Return each line in the listing below that contains the word "located".

* _SOURCE RECORDS_
▬▬▬▬▬▬

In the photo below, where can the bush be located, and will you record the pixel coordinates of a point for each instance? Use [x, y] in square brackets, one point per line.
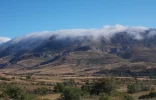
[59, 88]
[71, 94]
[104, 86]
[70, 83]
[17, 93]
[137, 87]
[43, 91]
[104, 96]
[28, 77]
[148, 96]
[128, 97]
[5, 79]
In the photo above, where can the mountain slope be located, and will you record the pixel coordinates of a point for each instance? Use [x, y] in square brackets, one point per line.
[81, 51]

▬▬▬▬▬▬

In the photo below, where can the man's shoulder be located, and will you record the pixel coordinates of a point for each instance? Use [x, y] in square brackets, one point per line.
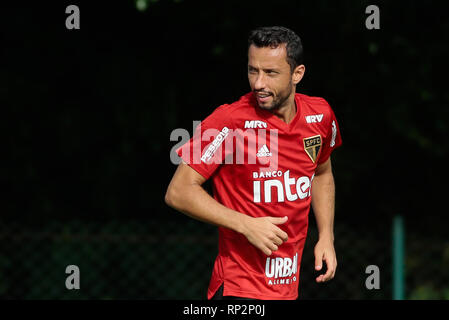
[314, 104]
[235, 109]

▬▬▬▬▬▬

* _FINISHED TASK_
In the photo below, where can the bush be located, and will you record the pixel coordinates of a point for each instance? Use [x, y] in square brackets, one point per line.
In the photo above, where can the mountain slope be located, and will you record the pixel coordinates of a point for each instance? Use [x, y] in square brackets, one point per line.
In the photo below, where can the man's shoulder be located, and will you record the pixel coordinates of a point for each instance? Use [x, y] in square brackets, one point per line.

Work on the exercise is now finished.